# JOB
Which lines in the material below contain the string "building"? Copy each of them out, treating uppercase and lowercase as different.

# DATA SHOWN
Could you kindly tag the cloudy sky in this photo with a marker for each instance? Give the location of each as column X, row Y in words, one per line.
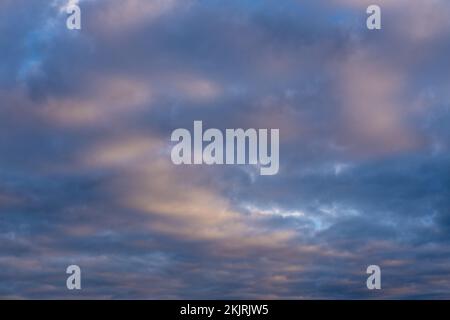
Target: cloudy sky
column 85, row 170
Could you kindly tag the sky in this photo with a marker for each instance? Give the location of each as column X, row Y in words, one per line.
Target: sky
column 85, row 171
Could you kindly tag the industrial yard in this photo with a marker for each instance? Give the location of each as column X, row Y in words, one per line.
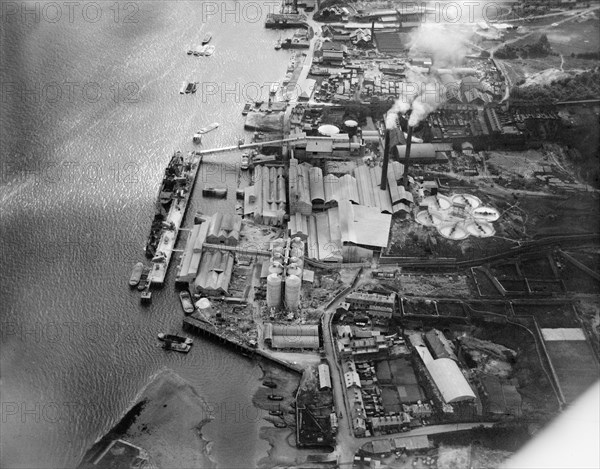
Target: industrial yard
column 424, row 266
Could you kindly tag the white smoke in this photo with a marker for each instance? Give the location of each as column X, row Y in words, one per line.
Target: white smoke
column 422, row 92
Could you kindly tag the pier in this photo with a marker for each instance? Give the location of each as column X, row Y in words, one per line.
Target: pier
column 168, row 237
column 199, row 327
column 249, row 145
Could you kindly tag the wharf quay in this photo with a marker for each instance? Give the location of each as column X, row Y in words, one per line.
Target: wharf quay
column 203, row 328
column 248, row 145
column 168, row 237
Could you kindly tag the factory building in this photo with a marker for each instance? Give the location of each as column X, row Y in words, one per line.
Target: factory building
column 324, row 377
column 298, row 337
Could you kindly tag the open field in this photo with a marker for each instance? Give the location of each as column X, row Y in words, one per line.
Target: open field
column 575, row 366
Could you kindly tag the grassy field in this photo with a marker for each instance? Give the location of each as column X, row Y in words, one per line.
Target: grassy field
column 575, row 366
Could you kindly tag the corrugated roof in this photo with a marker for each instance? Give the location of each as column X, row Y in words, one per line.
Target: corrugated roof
column 295, row 341
column 449, row 380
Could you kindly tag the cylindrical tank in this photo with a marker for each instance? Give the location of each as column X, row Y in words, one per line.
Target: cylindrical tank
column 292, row 292
column 276, row 268
column 293, row 269
column 297, row 252
column 273, row 290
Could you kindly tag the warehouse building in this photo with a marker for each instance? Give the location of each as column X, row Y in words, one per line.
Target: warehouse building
column 299, row 337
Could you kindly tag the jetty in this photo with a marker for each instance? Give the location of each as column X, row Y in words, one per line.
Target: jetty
column 249, row 145
column 203, row 328
column 168, row 237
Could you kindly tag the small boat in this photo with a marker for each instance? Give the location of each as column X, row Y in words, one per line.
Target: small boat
column 220, row 192
column 244, row 160
column 175, row 338
column 186, row 302
column 146, row 296
column 136, row 274
column 176, row 346
column 144, row 279
column 208, row 128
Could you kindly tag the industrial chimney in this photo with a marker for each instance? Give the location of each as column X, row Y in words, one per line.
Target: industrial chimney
column 407, row 157
column 386, row 159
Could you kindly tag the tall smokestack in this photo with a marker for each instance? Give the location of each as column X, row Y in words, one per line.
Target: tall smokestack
column 407, row 157
column 386, row 158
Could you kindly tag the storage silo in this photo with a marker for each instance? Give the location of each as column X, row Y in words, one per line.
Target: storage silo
column 292, row 292
column 276, row 268
column 273, row 290
column 293, row 269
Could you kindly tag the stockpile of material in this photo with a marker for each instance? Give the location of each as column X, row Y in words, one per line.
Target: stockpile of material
column 299, row 185
column 224, row 229
column 308, row 186
column 266, row 199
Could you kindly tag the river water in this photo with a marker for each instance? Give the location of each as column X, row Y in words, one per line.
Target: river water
column 90, row 115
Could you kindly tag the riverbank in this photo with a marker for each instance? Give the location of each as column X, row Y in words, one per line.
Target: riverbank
column 167, row 423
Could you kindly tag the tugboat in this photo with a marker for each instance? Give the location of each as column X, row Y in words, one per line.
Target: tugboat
column 136, row 274
column 175, row 338
column 176, row 346
column 208, row 128
column 186, row 302
column 143, row 282
column 220, row 192
column 244, row 161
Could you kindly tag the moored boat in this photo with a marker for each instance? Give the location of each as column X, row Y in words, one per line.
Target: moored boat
column 176, row 346
column 208, row 128
column 186, row 301
column 244, row 160
column 191, row 87
column 175, row 338
column 136, row 274
column 215, row 191
column 143, row 282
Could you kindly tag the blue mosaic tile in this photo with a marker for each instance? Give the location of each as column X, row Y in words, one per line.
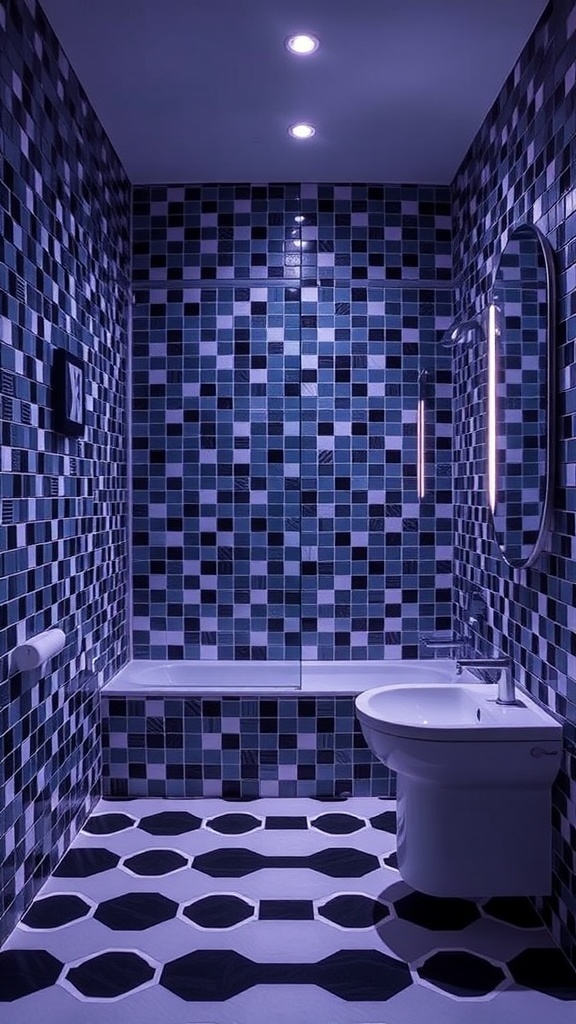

# THE COMPLETED TASK
Could you kindly tag the factory building in this photo with a marker for each instance? Give the location of each as column X, row Y in words, one per line.
Target: factory building
Could you kindly tag the warehouse building in this photo with a marker for each instance? Give the location of each as column X, row Y in words, one per line.
Target: warehouse building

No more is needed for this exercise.